• [EXERCISE TASK]:
Copy the lines below verbatim, beginning with the line that includes "For the benchmark, mark each instance of the bare branched" and continuing to the end; leave out everything before it.

Dataset entries:
= = = = =

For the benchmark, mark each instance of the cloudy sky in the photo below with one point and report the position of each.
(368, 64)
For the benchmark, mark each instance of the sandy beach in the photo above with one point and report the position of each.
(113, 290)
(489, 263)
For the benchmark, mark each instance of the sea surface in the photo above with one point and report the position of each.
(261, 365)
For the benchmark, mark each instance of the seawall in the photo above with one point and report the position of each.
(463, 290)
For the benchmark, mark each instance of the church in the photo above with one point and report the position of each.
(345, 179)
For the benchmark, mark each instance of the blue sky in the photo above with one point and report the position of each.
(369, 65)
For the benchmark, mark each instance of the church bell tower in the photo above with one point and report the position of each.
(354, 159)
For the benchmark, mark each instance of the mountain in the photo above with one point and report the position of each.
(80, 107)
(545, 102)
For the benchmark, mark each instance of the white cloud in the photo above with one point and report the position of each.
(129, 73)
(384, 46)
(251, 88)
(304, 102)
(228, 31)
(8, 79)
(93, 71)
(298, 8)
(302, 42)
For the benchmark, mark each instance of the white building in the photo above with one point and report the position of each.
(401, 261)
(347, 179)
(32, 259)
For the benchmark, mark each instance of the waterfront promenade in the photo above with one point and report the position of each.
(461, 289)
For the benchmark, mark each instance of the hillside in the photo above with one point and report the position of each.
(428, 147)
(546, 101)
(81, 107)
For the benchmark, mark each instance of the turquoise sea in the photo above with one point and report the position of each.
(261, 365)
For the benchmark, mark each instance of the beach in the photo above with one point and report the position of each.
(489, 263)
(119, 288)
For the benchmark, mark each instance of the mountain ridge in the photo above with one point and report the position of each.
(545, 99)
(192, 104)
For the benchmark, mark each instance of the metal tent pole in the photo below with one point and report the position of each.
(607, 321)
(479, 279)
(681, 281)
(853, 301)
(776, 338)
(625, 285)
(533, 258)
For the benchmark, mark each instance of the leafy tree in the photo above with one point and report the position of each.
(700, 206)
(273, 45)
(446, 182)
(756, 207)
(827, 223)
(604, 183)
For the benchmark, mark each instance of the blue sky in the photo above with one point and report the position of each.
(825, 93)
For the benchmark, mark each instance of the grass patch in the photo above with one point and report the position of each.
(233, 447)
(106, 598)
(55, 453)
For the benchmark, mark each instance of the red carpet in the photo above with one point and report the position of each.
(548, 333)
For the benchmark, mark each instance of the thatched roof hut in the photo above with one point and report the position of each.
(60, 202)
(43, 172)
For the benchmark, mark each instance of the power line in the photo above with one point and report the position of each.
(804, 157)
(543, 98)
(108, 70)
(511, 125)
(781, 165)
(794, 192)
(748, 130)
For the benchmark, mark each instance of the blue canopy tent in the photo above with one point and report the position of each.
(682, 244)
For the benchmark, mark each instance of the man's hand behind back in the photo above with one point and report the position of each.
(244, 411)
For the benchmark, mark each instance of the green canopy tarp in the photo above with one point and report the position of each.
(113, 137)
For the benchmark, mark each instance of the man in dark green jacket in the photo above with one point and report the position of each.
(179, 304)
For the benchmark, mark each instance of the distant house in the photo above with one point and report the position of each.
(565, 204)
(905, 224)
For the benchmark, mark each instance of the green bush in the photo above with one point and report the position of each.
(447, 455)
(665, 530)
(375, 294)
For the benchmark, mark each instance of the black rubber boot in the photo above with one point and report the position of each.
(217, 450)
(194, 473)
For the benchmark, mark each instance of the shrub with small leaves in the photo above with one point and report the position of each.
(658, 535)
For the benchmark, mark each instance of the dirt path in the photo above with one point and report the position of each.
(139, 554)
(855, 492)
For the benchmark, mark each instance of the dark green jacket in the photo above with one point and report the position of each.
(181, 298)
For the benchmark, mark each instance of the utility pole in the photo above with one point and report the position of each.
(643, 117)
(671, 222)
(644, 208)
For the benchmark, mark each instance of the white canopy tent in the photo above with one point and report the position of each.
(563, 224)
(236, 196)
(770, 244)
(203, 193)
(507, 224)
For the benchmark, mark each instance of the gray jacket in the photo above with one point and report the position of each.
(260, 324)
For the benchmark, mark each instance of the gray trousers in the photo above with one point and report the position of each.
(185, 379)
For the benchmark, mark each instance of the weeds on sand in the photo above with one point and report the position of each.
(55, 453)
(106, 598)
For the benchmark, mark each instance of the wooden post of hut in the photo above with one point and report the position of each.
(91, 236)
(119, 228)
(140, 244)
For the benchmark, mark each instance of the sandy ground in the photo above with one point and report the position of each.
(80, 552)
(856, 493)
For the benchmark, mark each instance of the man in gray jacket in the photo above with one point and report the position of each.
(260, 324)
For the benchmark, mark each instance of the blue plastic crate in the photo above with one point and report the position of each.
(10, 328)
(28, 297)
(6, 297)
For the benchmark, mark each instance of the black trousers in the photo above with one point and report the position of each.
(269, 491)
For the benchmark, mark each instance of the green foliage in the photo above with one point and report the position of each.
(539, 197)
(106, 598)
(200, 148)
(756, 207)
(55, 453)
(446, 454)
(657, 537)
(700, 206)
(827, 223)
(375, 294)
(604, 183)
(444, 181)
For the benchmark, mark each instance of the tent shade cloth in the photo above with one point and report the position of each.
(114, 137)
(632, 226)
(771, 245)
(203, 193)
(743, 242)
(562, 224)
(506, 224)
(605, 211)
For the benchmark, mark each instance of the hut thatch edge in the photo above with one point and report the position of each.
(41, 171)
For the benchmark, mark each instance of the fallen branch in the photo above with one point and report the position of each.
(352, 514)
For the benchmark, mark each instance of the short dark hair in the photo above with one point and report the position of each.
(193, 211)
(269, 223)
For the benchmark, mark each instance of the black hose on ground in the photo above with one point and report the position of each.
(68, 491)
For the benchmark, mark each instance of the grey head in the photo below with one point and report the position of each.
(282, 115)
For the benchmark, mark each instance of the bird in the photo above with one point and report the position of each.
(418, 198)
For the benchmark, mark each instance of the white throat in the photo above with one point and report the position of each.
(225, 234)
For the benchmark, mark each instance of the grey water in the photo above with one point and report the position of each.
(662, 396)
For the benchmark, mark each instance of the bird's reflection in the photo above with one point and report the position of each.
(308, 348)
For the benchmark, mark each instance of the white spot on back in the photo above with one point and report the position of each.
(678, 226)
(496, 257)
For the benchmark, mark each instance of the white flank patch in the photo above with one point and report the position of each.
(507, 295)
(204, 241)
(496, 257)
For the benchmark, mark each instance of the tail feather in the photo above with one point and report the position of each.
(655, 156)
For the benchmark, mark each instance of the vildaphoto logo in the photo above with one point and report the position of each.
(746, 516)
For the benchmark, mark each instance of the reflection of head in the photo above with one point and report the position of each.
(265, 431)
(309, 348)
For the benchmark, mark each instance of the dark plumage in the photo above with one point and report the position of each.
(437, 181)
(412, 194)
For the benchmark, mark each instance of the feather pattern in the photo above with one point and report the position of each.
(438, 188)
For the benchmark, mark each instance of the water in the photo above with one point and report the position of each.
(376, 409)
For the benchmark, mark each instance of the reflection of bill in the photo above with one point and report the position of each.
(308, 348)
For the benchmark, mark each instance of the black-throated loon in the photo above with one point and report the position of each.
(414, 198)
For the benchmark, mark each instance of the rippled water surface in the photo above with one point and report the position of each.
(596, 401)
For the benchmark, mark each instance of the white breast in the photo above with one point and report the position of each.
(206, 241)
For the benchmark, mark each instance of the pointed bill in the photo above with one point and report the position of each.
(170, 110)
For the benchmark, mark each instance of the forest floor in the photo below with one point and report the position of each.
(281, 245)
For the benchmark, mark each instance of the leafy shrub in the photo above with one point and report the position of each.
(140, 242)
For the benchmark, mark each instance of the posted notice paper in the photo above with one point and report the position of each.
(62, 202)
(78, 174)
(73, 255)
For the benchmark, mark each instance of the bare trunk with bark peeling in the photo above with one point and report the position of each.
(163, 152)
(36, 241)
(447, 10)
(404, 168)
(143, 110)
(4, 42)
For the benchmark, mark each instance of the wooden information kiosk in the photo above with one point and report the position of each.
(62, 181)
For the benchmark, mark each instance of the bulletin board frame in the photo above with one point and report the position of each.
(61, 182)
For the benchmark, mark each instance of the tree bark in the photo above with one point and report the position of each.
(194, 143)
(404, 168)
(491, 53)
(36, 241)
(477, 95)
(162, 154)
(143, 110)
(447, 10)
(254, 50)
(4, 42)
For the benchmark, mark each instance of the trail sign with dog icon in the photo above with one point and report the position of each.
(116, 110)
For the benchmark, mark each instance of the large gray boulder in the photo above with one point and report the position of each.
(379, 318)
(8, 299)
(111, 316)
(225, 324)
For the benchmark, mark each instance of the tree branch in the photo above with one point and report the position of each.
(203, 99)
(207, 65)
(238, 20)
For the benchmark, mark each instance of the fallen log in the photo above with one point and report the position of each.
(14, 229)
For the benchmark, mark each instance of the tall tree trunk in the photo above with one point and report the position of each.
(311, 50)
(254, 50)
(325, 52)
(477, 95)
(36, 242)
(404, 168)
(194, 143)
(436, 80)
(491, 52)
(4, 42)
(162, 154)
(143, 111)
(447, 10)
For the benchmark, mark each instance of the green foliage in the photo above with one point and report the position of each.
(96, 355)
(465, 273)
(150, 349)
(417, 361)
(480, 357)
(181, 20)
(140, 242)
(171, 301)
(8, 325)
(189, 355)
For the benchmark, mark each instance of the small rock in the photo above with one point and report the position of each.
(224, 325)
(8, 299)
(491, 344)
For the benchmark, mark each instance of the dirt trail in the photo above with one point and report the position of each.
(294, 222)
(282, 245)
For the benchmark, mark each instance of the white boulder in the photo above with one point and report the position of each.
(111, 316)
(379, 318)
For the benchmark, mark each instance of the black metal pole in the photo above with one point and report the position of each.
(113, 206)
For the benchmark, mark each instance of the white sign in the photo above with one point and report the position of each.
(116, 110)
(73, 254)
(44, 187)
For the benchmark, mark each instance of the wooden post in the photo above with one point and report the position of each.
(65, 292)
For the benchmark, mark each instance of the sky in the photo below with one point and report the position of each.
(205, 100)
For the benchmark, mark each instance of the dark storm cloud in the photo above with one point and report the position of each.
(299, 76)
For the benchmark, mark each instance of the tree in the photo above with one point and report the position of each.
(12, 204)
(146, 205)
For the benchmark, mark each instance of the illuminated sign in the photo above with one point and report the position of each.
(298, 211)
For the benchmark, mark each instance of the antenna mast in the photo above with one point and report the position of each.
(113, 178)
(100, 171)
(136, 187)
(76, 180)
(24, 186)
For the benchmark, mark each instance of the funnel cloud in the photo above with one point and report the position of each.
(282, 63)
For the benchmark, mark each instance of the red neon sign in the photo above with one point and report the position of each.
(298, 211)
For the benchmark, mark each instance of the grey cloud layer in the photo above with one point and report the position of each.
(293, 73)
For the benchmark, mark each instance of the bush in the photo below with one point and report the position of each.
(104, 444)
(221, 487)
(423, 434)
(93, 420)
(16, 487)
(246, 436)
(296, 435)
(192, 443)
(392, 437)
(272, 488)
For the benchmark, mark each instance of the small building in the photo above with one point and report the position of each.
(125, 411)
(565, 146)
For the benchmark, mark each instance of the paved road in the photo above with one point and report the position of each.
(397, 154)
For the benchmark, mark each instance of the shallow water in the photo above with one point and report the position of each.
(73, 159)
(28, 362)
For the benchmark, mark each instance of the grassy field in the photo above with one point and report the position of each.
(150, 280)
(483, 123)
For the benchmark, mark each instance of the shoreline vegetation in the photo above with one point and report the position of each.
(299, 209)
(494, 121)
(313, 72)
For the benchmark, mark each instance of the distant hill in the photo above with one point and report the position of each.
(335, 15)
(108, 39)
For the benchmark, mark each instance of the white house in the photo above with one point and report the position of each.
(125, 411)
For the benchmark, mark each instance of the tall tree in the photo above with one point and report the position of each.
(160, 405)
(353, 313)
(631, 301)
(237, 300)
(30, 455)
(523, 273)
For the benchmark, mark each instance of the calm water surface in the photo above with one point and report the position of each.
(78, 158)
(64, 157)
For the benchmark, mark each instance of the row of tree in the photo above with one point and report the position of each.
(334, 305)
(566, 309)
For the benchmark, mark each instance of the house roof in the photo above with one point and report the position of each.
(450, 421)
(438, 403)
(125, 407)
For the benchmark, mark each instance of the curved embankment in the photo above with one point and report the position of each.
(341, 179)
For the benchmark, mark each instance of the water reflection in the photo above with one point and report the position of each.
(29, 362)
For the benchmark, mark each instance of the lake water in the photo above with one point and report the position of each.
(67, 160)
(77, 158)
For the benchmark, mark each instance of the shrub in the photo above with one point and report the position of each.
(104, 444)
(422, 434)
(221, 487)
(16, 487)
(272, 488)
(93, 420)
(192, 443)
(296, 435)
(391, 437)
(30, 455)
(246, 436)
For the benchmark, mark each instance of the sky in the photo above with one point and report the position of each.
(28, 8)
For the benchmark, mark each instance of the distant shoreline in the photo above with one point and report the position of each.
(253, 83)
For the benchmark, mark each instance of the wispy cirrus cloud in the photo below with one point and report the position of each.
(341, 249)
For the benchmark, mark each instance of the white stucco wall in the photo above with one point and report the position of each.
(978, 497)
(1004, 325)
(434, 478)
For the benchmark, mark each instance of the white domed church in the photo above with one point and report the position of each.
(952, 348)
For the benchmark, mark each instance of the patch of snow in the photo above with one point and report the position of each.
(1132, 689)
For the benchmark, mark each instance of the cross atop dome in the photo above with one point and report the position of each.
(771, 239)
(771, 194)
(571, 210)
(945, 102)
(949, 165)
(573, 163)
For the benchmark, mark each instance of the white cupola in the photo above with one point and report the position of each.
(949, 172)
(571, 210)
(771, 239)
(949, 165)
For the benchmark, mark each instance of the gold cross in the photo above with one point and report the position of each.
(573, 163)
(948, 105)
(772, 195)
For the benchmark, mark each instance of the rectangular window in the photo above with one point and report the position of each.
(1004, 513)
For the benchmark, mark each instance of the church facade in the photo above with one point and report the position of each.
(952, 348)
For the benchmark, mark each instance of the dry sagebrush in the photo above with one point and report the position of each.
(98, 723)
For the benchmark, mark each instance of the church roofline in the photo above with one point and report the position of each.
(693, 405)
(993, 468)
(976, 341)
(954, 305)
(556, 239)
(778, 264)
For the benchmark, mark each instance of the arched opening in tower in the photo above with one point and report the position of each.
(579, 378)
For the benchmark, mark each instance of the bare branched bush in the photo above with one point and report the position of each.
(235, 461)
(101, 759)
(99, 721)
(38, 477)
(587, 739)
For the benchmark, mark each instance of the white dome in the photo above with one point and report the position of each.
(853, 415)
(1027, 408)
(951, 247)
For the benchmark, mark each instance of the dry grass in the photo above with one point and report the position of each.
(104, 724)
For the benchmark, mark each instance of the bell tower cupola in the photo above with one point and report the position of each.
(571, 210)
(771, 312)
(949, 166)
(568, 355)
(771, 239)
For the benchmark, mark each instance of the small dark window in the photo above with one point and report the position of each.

= = = = =

• [REPLY TO THE TASK]:
For the benchmark, mark each instance of the bare branched bush in the photo above with one point and report the position of each.
(235, 461)
(101, 759)
(99, 721)
(38, 477)
(587, 739)
For the benchmark, mark each instance of the white dome in the photo above with one point and report the position of each.
(853, 415)
(1027, 408)
(951, 247)
For the benchmark, mark each instance of the dry grass in the photo above with one point and report the position of each.
(104, 724)
For the benchmark, mark each instance of the bell tower cupola in the photo above with one point and report the position of each.
(571, 210)
(771, 312)
(949, 166)
(568, 355)
(771, 239)
For the benchmark, mark each instance of the small dark window in the photo above with one point and report the position of each.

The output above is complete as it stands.